** TO DO **
1: Return the part of the forum thread about job interviews that opens with the words containing "Close to leaving" and closes with "used bus ticket.", copied word for word.
2: Supply the next part of the forum thread about job interviews, picking up after its last sentence.

** EXTRACT TO READ **
Close to leaving the RAF (1982), I went for an Interview. When I was asked what type of equipment I was currently working on, I answered "Mainly valve." Once he picked himself up off the floor (not literally), he began winding down the interview, especially as I had little knowledge of specific IC's!

It was only getting a job System Testing a Radar system that was replacing the system I used to install that I finally accepted my RAF knowledge and experience had finally paid off.


----------



## Manchester

For myself, years of study and sea time were about as much use as a used bus ticket.

Having got my mickey mouse HNC in "Mechatronics" which was so easy compared to my seagoing qualifications, not one employer asked to see it!! Just checked my original discharge book and all qualifications are listed in it, so no fiddling there! 

So what's wrong with shoreside. Life is too easy.


----------



## jaydeeare

Manchester said:


> ......., not one employer asked to see it!!


After an Interview some years ago, when the Interviewer ended the Interview, I was surprised that he did not ask to see my Certificates and Qualifications that I had brought.

** RECORDED DATA **
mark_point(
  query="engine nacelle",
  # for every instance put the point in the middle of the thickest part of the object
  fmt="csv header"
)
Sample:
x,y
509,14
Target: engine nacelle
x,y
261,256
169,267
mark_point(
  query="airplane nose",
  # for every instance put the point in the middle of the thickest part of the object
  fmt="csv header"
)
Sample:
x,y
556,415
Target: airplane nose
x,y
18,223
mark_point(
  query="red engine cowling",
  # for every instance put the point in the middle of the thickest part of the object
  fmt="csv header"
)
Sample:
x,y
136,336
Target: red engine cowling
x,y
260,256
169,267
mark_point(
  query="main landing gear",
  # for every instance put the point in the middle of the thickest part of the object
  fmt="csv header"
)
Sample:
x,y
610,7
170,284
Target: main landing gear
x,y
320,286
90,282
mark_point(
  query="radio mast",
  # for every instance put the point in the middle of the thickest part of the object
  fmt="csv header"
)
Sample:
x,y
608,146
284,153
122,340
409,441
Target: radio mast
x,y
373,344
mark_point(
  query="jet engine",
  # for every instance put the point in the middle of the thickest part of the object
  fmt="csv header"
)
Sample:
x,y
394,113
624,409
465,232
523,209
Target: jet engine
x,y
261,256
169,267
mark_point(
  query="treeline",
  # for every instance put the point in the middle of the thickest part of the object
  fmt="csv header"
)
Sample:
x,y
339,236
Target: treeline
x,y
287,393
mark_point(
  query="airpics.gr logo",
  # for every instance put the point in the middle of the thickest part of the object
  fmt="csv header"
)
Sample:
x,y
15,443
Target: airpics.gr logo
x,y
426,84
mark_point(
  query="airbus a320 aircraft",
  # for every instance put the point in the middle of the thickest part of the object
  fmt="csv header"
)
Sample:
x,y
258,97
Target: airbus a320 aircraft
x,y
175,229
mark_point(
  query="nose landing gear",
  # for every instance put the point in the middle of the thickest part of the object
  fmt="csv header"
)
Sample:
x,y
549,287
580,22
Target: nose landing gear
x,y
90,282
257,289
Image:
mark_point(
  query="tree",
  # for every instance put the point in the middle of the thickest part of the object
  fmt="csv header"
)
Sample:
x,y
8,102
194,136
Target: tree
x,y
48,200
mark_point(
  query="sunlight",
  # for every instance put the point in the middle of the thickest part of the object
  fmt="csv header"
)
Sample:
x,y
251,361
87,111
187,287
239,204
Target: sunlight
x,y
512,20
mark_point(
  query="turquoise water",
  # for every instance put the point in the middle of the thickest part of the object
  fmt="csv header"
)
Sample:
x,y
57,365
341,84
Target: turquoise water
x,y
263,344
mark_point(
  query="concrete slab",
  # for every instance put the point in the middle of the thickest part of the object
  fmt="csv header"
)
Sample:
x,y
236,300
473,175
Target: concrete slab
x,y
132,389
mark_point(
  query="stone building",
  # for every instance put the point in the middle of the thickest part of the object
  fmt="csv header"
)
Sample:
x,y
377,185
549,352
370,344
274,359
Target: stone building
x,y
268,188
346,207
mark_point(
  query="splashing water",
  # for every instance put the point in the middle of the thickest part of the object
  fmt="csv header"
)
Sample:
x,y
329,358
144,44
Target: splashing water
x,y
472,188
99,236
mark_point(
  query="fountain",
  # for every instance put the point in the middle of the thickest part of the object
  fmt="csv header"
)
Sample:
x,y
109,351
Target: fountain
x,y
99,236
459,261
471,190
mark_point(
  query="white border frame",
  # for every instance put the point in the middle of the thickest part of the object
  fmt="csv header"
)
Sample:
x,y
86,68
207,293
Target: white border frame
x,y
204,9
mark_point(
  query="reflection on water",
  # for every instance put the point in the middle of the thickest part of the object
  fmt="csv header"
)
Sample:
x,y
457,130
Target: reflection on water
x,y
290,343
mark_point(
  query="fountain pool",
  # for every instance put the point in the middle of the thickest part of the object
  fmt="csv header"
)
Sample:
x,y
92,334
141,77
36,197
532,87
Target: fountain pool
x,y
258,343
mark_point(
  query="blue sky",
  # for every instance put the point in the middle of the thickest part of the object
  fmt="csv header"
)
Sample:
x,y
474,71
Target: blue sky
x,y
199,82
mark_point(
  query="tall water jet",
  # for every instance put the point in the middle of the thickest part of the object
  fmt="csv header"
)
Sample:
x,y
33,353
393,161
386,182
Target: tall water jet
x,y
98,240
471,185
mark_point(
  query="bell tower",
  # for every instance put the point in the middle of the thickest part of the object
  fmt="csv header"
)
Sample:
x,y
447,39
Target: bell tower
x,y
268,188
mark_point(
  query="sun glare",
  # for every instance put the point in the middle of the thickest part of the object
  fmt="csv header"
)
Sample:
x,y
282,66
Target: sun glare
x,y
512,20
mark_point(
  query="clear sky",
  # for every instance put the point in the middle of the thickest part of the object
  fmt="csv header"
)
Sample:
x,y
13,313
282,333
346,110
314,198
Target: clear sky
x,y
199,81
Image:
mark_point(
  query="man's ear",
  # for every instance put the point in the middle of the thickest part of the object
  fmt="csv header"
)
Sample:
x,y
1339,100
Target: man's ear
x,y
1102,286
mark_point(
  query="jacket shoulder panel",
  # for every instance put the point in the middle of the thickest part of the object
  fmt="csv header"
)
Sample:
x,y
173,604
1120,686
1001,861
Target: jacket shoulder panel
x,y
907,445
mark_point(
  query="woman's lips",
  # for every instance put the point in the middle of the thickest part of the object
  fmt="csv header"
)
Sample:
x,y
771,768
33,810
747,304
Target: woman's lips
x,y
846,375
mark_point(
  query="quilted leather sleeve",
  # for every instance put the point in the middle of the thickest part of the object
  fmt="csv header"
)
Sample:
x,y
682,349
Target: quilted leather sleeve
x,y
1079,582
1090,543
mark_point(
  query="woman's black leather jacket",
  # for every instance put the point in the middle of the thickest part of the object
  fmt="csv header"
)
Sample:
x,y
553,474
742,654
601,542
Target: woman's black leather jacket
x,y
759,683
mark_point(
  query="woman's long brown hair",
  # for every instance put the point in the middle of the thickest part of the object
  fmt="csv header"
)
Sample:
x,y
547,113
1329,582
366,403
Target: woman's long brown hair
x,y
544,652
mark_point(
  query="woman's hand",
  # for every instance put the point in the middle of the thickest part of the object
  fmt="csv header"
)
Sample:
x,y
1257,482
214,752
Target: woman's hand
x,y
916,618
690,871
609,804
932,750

** THE RESPONSES **
1:
Close to leaving the RAF (1982), I went for an Interview. When I was asked what type of equipment I was currently working on, I answered "Mainly valve." Once he picked himself up off the floor (not literally), he began winding down the interview, especially as I had little knowledge of specific IC's!

It was only getting a job System Testing a Radar system that was replacing the system I used to install that I finally accepted my RAF knowledge and experience had finally paid off.


----------



## Manchester

For myself, years of study and sea time were about as much use as a used bus ticket.

2:
His response was something like, "Would you be doing the job you're doing now if you did not have the necessary Qualifications and experience?"

My obvious answer was, "No. Of course not."

When I asked him if he needed a list of Referees, he declined saying, "Would you give me a list of people who would say you were rubbish at your job?"

Again, I said "No."

He replied, "So why give them to me?"

A few days later, a big fat envelope fell through the letterbox. I'd got the job. Much to my surprise.

The problems came soon after starting, but that's another story!


----------



## Leratty

Jaydeeare, interesting comments. I too always had the same opinion when interviewing, certainly in regards written references. Why would anyone proffer a reference if it said he was useless of dodgy after all? Should I be seriously looking at the candidate for the position I would ask at a 2nd interview if he had contact No's for references? Should he then appear reticent I would be concerned if he gave them to me 50-50 I would make contact as I feel you can with judicious questions gain more from a short conversation than ever from some blarney in writing.
Love to hear "but that's another story!" as reckon we all have some hilarious or not so ones as to jobs we took then regretted doing so. One I sat for a whole year with a small team on a remote site where literally nothing was done almost like a caretaker though we were meant to be installing some equipment which never arrived. The Co were surprised when I put in my resignation.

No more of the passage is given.